原文抜粋 =>
- - - - -

環六高速道路に反対する会ニュ−ス

No.42


1998年4月17日

 

調停案に対して公団は回答を保留

最終段階になっている公害審査会ですが,前回12月15日の調停でもまた結論が出ず,次回に継続することになりました.前号のニュースで,9月の調停では調停委員長は受諾勧告の検討もありうるとして非申請人の東京都と首都高速道路公団に対して調停案受諾に向けて強く譲歩を求めたことをご紹介しました.私たちはなんとか調停の成立にこぎつけたいという調停委員会の意欲を評価しつつ,都・公団双方の全面拒否,そして調停打ち切りも覚悟して12月の調停に臨みました.

東京都の回答は予想通り全面拒否でした.理由は,1.申請人の主張は以前と変わっていない,2.裁判では国が勝利しており(地裁,高裁)法的には問題ない,3.委員会も打ち切りの方向性を示していた,4.土壌脱硝装置は技術的な知見を求めている段階で実務的な段階に達していない,というものです.4000名の署名をバックに新宿区議会が全会一致で決議した脱硝装置導入という住民の切実な願いなど東京都には全く通じないようです.

しかし,首都高速道路公団の回答は「関係機関と意見を調整中だから正式な回答を保留する」というものでした.この変化がなにを意味するのかは明らかでありませんが,初めて都と異なる方向性を打ち出してきました.脱硝装置についての検討が最終段階に入っているのかもしれません.次回に期待しましょう.

公団の回答に期待!次回4月23日の調停にご参集を!

次回は4月23日(木)午前10時30分より調停が開かれます.場所は都庁第2本庁舎31階23会議室です。10時に1階ロビーに集まって簡単な打ち合わせをいたします。態度がいくらか変わってきた首都高速道路公団がどのような回答をするのか注目されますが,一方でこれで調停打ち切りもありえるという緊迫した状況です.大勢の皆様の参加をお願いいたします。

- - - - -

設問 1 => 上の原文抜粋に挙げられている理由を使って、東京都が調停案を全面拒否した理由を一〜三文で説明してください。
設問 2 => 上の原文抜粋によると、4月23日の調停はどこで開かれますか。

抽出記録 =>
- - - - -

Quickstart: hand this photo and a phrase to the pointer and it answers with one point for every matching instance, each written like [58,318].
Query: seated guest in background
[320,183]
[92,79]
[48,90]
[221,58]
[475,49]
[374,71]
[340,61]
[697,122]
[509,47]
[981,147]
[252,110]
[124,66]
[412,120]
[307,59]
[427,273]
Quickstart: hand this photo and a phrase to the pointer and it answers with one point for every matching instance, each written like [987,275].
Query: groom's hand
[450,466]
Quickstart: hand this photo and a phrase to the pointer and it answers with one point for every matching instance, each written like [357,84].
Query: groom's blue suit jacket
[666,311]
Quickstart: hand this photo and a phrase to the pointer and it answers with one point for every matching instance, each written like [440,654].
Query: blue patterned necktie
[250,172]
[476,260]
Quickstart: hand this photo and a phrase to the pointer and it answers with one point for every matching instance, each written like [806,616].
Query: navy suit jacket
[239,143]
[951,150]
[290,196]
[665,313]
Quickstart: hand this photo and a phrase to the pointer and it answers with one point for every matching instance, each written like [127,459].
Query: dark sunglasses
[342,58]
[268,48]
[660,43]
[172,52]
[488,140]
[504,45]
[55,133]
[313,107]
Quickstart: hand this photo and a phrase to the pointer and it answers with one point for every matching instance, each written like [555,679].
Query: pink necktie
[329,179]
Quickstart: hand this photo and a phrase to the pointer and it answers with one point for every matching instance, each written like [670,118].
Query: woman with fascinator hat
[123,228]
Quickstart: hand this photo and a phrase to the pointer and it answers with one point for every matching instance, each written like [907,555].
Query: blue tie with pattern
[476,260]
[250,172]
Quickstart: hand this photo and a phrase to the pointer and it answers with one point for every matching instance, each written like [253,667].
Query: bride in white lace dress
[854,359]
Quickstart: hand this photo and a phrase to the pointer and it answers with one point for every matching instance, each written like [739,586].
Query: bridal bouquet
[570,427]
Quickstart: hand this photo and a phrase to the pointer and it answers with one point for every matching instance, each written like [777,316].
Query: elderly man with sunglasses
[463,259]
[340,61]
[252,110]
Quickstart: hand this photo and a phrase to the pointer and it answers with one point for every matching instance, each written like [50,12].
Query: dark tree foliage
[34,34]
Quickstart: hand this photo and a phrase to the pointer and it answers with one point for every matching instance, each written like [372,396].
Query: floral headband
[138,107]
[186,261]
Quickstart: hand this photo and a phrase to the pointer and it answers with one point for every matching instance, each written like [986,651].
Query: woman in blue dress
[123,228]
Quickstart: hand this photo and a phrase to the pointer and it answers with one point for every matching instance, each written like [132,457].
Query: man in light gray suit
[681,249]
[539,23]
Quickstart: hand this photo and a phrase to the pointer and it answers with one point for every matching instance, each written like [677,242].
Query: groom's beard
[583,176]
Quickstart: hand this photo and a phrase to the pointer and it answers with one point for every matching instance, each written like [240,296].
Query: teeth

- - - - -

解答 1 => 東京都は、申請人の主張が以前と変わっていないこと、裁判では地裁・高裁とも国が勝っていて法的に問題がないこと、委員会も打ち切りの方向性を示していたことを理由に挙げました。さらに、土壌脱硝装置は技術的な知見を求めている段階で、実務的な段階に達していないとしました。

解答 2 => 都庁第2本庁舎31階23会議室で開かれます。